TASK DESCRIPTION: Please copy out every row below word for word, leaving none out.

(Point labeling examples)

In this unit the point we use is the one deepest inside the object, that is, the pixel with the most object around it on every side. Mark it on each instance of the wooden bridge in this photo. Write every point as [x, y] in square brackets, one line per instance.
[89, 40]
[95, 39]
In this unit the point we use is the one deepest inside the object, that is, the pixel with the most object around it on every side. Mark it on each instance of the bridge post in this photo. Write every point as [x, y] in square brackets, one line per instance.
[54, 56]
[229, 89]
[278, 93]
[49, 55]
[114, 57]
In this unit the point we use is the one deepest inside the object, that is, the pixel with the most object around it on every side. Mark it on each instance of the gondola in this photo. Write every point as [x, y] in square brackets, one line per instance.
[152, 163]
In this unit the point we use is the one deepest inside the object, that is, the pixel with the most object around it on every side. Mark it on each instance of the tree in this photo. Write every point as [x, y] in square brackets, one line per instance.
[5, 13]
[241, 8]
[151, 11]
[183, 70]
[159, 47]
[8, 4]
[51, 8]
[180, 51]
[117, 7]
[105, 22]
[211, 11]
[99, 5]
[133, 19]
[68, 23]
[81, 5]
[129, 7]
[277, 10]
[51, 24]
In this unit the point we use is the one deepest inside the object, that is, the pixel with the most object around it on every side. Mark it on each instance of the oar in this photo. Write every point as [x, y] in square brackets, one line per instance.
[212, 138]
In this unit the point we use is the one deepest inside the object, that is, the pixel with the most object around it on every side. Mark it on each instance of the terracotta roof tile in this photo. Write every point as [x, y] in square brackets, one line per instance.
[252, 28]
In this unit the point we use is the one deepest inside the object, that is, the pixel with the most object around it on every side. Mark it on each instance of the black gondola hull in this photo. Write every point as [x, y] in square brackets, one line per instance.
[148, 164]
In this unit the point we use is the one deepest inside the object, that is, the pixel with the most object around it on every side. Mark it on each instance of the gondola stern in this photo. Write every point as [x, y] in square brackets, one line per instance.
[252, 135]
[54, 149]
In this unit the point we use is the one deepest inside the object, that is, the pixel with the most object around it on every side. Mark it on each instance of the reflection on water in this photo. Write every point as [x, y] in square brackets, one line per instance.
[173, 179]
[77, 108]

OUTPUT OF THE TASK:
In this unit the point we use is the one deepest inside the object, that is, the pixel with the most object around it on every side. Mark it on each instance of the wooden bridge in this photo. Write every point as [x, y] in square brackets, one line per instance.
[89, 40]
[95, 39]
In this unit the point we use is the one deepest inside the object, that is, the pixel with the most object around it on every side. Mark it on each instance of the bridge post in this photo. Write every point as [x, y] in square brackets, one line per instance.
[54, 56]
[229, 89]
[278, 93]
[49, 55]
[114, 57]
In this unit the point we use is the one deepest inside the object, that is, the pixel with the most object around it on every side. Mark it on each instance of the gondola in this photo. Write every point as [x, y] in square brackets, one line per instance.
[152, 163]
In this unit the point we use is the one deepest inside the object, that is, the pixel with the most object around it on every side. Mark it on each instance of the tree in this photo. Write every point as [x, y] in square brackets, one line per instance.
[5, 13]
[241, 8]
[151, 11]
[183, 70]
[159, 47]
[8, 4]
[51, 8]
[180, 51]
[117, 7]
[105, 22]
[211, 11]
[99, 5]
[133, 19]
[68, 23]
[81, 5]
[129, 7]
[277, 10]
[51, 24]
In this unit the point we use is the one deepest inside the object, that is, the pixel with the most object around it on every side. Mark it on each instance of the oar in this photo. Write every point as [x, y] in square brackets, one line per instance.
[212, 138]
In this unit the point we use is the one deepest inside the object, that is, the pixel with the most object around it on every side. Mark it on each instance of the terracotta roof tile in this photo. Write every point as [x, y] in square brackets, one line per instance.
[252, 28]
In this unit the point we use is the one deepest inside the object, that is, the pixel with the most object around it on every side. Mark it on each instance of the black gondola hull in this photo. Write every point as [x, y] in square brackets, one line per instance.
[148, 164]
In this unit the point we use is the one deepest inside the object, that is, the pixel with the most object around it on every side. Mark it on each instance of the gondola stern in this photo. Write every point as [x, y] in square brackets, one line per instance.
[252, 135]
[54, 149]
In this unit the point we use is the one deepest inside the object, that is, the pixel with the most object around it on every side. Mark it on each instance of the reflection on water in this photo. Write every point as [x, y] in square brackets, one line per instance.
[173, 179]
[77, 108]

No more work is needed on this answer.